Object location annotation data
-- START --
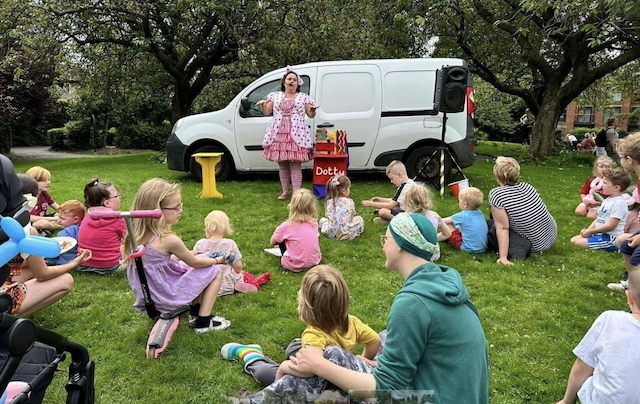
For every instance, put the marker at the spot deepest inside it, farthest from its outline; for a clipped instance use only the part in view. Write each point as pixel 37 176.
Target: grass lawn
pixel 533 313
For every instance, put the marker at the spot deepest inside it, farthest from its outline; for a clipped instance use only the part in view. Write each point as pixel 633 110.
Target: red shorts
pixel 456 239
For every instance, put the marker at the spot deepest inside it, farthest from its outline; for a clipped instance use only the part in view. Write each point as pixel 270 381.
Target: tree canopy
pixel 545 52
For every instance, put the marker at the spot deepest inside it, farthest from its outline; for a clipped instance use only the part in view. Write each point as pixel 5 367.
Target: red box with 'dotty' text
pixel 326 166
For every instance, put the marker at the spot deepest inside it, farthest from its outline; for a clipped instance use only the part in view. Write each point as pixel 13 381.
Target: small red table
-- END --
> [Task] Rewrite every item with "marker" swapped for "dot", changing nothing else, and omit the pictures.

> [Exercise solution]
For every instance, put the dot at the spot deepest inside it, farthest from its outline; for a clipped instance use only the part in view. Write each point as pixel 37 176.
Target: grass lawn
pixel 533 313
For every instance, put the dot at the spot deepest inside it, farthest from its outline; for a clipped instance use only the part in view. Write each point as pixel 633 110.
Target: red shorts
pixel 456 239
For every instance, put the dot at the spot deepest inside it, farthest from its outline; for a clipped instance use only the part in view. Write each point as pixel 270 381.
Target: tree canopy
pixel 545 52
For every instance, put the dot at the spot deepest inside it, farthest from its outline; for a clipped instance use only the part in view. Write each point as pixel 5 367.
Target: red box with 'dotty' text
pixel 326 166
For every instance, put the dot at the spot deepest inside it, farthest from its outline; for a clipped instance use only the part in view. Write each point as pixel 13 381.
Target: small red table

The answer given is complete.